## The problem
Reproduce verbatim the portion of the submission page from "typedef pair<int, int>" up to and including "i=a; i<(b); i++)".

## Given text
——————————

제출 #396894

#	제출 시각	아이디	문제	언어	결과	실행 시간	메모리
396894		Benq	Snake Escaping (JOI18_snake_escaping)	C++17	100 / 100	1130 ms	21424 KiB

snake_escaping

#include <bits/stdc++.h>
#include <ext/pb_ds/tree_policy.hpp>
#include <ext/pb_ds/assoc_container.hpp>
 
using namespace std;
using namespace __gnu_pbds;
 
typedef long long ll;
typedef long double ld;
typedef complex<ld> cd;
 
typedef pair<int, int> pi;
typedef pair<ll,ll> pl;
typedef pair<ld,ld> pd;
 
typedef vector<int> vi;
typedef vector<ld> vd;
typedef vector<ll> vl;
typedef vector<pi> vpi;
typedef vector<pl> vpl;
typedef vector<cd> vcd;
 
template <class T> using Tree = tree<T, null_type, less<T>, rb_tree_tag,tree_order_statistics_node_update>;
 
#define FOR(i, a, b) for (int i=a; i<(b); i++)
#define F0R(i, a) for (int i=0; i<(a); i++)
#define FORd(i,a,b) for (int i = (b)-1; i >= a; i--)
#define F0Rd(i,a) for (int i = (a)-1; i >= 0; i--)
 
#define sz(x) (int)(x).size()

——————————

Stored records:
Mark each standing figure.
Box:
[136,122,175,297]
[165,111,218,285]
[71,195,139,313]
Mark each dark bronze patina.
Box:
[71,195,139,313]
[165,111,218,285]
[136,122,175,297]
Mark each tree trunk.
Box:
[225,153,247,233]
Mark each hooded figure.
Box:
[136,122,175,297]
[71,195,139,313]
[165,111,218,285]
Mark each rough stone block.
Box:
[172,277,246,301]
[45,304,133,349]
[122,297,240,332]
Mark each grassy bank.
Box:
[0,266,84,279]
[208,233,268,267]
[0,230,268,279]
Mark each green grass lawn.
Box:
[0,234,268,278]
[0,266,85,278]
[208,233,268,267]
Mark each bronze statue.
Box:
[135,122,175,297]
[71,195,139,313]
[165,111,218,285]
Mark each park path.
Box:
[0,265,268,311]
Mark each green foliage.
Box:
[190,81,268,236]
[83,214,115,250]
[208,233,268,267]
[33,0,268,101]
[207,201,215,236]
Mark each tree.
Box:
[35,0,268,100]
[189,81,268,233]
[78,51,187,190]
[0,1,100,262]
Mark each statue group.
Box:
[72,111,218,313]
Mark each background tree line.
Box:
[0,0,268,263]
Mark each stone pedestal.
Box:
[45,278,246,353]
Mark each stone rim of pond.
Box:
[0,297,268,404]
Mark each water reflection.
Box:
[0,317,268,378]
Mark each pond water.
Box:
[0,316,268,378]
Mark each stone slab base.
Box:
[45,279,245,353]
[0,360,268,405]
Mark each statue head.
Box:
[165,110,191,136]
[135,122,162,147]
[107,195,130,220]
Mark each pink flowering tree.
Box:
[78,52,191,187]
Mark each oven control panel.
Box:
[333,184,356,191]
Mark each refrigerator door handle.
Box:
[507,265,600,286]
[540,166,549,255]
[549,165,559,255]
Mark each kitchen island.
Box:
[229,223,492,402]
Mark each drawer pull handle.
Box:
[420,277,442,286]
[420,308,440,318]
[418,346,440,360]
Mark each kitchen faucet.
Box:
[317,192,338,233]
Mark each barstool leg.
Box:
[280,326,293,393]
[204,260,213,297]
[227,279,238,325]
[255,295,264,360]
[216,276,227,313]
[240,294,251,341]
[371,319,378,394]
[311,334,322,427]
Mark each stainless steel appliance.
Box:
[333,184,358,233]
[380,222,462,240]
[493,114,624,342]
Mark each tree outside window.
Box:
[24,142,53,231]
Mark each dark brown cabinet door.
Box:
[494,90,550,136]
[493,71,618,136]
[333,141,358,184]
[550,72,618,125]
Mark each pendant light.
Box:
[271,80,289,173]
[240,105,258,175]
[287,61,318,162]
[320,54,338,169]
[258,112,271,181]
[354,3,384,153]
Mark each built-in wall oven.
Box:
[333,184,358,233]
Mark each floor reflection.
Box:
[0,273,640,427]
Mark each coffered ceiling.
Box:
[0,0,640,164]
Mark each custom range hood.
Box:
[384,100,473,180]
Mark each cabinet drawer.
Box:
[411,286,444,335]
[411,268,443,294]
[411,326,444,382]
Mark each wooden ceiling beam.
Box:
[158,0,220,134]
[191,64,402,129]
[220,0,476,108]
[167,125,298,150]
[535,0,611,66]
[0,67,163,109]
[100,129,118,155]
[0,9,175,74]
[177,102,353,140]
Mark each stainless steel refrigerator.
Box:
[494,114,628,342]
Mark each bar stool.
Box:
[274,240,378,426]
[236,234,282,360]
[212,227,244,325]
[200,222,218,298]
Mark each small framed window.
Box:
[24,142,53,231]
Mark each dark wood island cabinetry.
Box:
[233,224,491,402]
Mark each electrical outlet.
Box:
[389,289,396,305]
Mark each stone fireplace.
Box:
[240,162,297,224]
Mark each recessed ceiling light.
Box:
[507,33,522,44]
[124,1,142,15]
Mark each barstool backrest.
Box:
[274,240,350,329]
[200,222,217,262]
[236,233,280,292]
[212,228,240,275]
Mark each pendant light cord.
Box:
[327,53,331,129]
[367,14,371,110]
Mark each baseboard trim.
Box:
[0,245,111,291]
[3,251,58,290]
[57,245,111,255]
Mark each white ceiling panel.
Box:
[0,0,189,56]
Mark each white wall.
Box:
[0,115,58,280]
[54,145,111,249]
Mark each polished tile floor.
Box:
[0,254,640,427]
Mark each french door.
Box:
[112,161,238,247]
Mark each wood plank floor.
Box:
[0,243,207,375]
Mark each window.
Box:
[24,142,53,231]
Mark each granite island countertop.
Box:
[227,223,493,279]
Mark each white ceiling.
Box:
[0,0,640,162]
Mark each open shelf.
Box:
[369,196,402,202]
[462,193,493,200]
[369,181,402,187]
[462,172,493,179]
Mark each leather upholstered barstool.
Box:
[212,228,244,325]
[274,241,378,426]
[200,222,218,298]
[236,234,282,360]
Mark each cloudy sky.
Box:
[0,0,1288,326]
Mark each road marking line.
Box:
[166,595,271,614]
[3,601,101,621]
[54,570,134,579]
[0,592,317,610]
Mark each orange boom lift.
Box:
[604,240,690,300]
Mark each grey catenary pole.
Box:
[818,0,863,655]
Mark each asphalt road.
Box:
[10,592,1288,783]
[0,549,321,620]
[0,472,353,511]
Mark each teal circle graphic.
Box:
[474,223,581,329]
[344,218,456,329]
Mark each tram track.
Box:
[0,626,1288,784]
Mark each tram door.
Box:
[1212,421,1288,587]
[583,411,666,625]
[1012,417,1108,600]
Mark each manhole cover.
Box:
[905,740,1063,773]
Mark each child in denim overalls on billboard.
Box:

——————————

## Solution to this problem
typedef pair<int, int> pi;
typedef pair<ll,ll> pl;
typedef pair<ld,ld> pd;
 
typedef vector<int> vi;
typedef vector<ld> vd;
typedef vector<ll> vl;
typedef vector<pi> vpi;
typedef vector<pl> vpl;
typedef vector<cd> vcd;
 
template <class T> using Tree = tree<T, null_type, less<T>, rb_tree_tag,tree_order_statistics_node_update>;
 
#define FOR(i, a, b) for (int i=a; i<(b); i++)